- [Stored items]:

[Begin]

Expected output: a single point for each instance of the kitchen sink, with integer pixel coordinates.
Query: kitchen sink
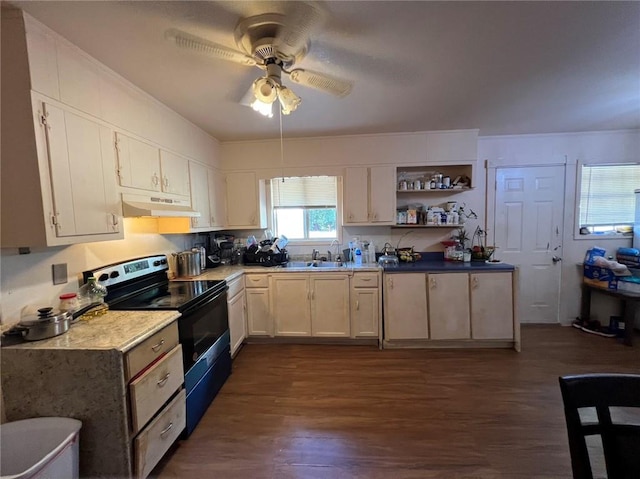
(314, 264)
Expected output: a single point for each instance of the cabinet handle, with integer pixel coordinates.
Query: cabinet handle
(164, 380)
(166, 430)
(157, 347)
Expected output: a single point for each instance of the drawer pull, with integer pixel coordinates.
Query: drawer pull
(157, 347)
(166, 430)
(163, 380)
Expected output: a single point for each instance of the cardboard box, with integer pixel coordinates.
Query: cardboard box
(600, 277)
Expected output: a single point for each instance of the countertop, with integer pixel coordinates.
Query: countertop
(119, 330)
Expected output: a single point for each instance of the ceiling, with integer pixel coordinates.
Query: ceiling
(501, 67)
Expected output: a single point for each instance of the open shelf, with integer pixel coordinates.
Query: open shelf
(427, 226)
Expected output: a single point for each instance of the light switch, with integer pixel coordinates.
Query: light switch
(60, 273)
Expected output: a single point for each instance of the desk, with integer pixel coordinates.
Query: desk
(630, 302)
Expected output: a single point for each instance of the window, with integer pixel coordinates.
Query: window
(305, 208)
(607, 200)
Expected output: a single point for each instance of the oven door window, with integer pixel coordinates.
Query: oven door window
(201, 326)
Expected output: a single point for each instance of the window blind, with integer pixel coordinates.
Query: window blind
(315, 191)
(607, 194)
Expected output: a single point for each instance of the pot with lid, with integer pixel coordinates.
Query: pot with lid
(46, 324)
(188, 263)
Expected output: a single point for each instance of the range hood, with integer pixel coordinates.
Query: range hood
(156, 206)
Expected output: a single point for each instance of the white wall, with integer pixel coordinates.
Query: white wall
(27, 279)
(569, 149)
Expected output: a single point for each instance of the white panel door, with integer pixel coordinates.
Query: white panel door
(528, 234)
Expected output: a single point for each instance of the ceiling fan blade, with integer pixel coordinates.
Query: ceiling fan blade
(320, 81)
(304, 20)
(200, 45)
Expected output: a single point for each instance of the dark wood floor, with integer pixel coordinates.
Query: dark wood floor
(308, 411)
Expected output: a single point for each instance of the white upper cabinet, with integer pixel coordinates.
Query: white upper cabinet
(79, 80)
(217, 198)
(138, 163)
(200, 195)
(246, 201)
(175, 173)
(82, 168)
(147, 167)
(369, 195)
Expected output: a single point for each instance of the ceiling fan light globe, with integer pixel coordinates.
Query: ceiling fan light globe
(265, 90)
(289, 100)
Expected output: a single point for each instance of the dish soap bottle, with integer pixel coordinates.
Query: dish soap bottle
(358, 256)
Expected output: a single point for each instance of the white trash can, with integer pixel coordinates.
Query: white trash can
(40, 447)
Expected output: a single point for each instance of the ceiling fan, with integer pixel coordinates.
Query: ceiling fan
(273, 42)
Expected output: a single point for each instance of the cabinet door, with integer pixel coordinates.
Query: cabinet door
(200, 194)
(258, 312)
(245, 201)
(356, 196)
(491, 319)
(365, 312)
(217, 198)
(237, 320)
(175, 174)
(82, 175)
(406, 306)
(449, 306)
(382, 195)
(290, 298)
(330, 305)
(138, 163)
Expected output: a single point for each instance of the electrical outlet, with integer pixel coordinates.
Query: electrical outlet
(59, 273)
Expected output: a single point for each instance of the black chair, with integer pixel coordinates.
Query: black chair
(620, 442)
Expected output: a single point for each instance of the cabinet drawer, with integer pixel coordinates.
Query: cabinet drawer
(152, 389)
(151, 349)
(235, 286)
(365, 280)
(256, 281)
(155, 440)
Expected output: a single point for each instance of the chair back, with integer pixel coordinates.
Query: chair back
(620, 442)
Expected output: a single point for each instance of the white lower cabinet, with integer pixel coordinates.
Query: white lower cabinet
(365, 305)
(491, 318)
(330, 305)
(310, 304)
(449, 305)
(237, 314)
(259, 322)
(290, 306)
(405, 306)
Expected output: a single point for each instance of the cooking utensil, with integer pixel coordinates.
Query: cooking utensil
(188, 263)
(46, 324)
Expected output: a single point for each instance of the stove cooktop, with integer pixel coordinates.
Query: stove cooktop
(170, 295)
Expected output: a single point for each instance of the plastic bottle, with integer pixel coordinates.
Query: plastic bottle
(92, 292)
(358, 257)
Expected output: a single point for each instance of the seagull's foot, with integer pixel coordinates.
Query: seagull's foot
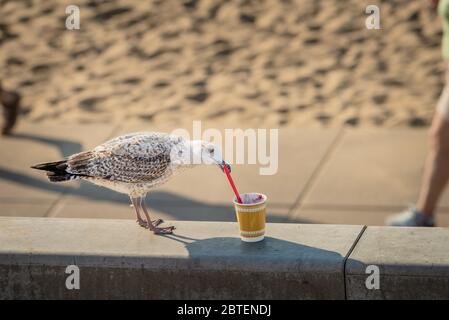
(163, 230)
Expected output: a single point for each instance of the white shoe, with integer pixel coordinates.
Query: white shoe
(410, 218)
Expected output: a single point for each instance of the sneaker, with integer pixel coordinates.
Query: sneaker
(410, 218)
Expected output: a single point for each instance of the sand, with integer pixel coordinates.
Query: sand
(229, 63)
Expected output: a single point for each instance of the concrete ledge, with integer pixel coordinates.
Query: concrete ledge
(206, 260)
(413, 264)
(203, 260)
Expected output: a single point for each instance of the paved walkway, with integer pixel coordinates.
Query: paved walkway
(346, 176)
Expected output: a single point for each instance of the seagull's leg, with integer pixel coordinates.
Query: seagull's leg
(142, 205)
(140, 221)
(153, 225)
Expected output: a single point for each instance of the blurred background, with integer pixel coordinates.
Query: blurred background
(352, 104)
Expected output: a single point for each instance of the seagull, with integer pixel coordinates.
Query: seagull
(135, 163)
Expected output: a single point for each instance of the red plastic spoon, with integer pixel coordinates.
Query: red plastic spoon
(239, 200)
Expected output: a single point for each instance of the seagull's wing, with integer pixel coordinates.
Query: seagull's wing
(136, 158)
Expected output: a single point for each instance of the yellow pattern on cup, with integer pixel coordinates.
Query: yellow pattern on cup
(251, 217)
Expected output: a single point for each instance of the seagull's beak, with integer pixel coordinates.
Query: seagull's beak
(223, 164)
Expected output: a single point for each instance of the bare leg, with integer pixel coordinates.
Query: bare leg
(153, 225)
(436, 170)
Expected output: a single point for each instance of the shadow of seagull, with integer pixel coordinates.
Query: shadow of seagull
(251, 261)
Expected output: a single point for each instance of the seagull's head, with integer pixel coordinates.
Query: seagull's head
(201, 152)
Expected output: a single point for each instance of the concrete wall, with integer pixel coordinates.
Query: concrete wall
(207, 260)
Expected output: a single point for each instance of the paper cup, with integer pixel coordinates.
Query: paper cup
(251, 216)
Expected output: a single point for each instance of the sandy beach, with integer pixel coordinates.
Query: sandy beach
(228, 63)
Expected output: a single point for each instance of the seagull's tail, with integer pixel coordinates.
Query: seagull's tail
(56, 171)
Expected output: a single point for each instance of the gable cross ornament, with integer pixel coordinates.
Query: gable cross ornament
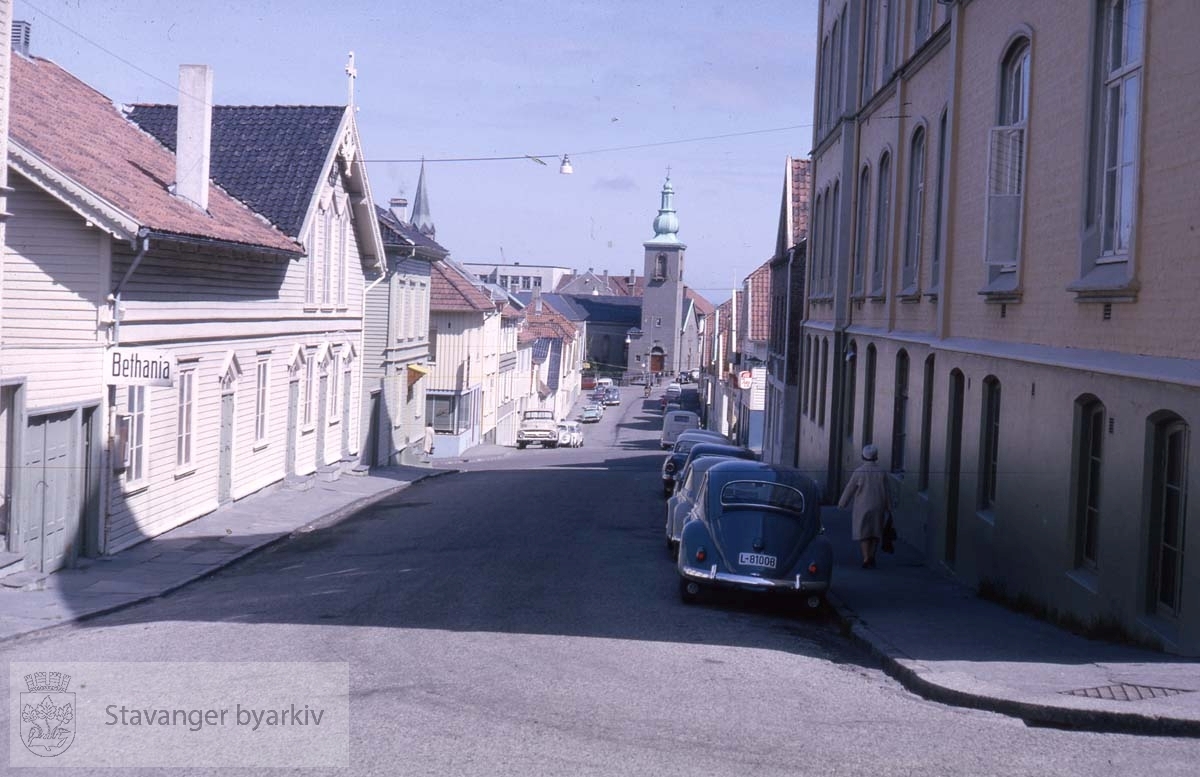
(352, 73)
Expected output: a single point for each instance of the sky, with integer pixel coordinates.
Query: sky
(627, 90)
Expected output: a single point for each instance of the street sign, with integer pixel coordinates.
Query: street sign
(138, 367)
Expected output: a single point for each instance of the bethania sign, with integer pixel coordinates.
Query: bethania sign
(138, 367)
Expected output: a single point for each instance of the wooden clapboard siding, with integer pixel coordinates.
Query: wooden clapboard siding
(52, 272)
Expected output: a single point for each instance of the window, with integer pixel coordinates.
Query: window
(342, 259)
(862, 228)
(261, 399)
(924, 20)
(1089, 440)
(870, 35)
(869, 397)
(1116, 133)
(851, 375)
(1169, 504)
(316, 252)
(449, 414)
(136, 407)
(935, 264)
(882, 224)
(889, 37)
(1006, 160)
(335, 393)
(927, 423)
(916, 210)
(310, 387)
(816, 236)
(825, 377)
(900, 411)
(989, 443)
(185, 417)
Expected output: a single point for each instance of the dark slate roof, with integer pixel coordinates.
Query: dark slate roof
(397, 233)
(270, 157)
(611, 309)
(76, 131)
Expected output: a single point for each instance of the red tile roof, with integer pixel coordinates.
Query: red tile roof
(449, 290)
(757, 319)
(78, 132)
(546, 323)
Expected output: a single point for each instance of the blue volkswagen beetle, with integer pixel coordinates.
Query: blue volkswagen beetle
(755, 528)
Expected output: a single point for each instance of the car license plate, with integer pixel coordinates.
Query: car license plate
(756, 559)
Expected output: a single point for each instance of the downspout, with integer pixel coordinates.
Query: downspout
(115, 296)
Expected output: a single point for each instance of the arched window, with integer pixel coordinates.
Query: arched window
(882, 223)
(1168, 511)
(916, 208)
(900, 411)
(862, 230)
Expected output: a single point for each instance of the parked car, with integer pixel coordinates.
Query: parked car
(684, 499)
(592, 414)
(755, 528)
(538, 426)
(570, 434)
(673, 423)
(673, 463)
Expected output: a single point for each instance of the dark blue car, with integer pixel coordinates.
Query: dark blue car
(756, 528)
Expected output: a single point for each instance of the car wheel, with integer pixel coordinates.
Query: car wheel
(690, 591)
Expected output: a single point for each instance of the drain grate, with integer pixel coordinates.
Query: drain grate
(1125, 692)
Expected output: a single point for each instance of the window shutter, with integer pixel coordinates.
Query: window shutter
(1006, 187)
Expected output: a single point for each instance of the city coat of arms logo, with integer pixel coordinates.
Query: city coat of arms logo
(47, 714)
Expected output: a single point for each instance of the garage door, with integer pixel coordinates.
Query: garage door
(52, 474)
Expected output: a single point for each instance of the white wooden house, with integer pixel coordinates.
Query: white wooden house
(250, 290)
(396, 335)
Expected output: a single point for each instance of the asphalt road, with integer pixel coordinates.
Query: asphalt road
(521, 618)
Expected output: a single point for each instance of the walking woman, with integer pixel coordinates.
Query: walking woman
(869, 493)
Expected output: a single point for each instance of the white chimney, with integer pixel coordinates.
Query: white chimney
(399, 206)
(193, 134)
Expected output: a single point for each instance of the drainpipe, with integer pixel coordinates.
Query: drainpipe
(115, 296)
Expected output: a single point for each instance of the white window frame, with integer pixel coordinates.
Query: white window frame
(185, 419)
(1119, 110)
(262, 401)
(137, 408)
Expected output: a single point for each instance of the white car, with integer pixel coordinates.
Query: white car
(570, 434)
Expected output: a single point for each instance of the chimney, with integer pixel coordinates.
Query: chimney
(399, 206)
(21, 32)
(193, 138)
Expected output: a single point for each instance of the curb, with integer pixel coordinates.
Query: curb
(322, 522)
(907, 672)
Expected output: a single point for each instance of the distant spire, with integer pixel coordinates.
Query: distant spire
(421, 218)
(666, 223)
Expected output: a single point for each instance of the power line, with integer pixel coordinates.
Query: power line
(540, 157)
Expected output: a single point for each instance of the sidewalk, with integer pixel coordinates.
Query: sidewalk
(31, 602)
(945, 643)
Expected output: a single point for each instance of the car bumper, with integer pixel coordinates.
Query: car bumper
(711, 576)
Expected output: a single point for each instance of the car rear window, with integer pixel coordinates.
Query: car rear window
(762, 493)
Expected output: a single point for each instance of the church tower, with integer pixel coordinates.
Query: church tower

[End]

- [Goal]: Each line from the one containing "Expected output: a single point for each instance of the distant" to the final line of the entries above must be returned exactly, and no other line may appear.

- [Task response]:
Expected output: a single point for each instance of the distant spire, with integer pixel coordinates.
Query: distant spire
(421, 218)
(666, 223)
Expected output: a single point for each instance of the power line, with integer pixel coordinates.
Query: power line
(540, 157)
Expected output: a single point for each instance of the sidewalk, with integer pixel coordinates.
Query: sidewalk
(31, 602)
(945, 643)
Expected output: a single point for each instance of the car bumper, with integer pixel coordinates.
Query: car bumper
(711, 576)
Expected output: a single point for each instance of the car rear window, with integer pixel coordinates.
Query: car rear window
(762, 493)
Expected output: a single point for each instance of the church tower, with integer pixel coordinates.
Query: church tower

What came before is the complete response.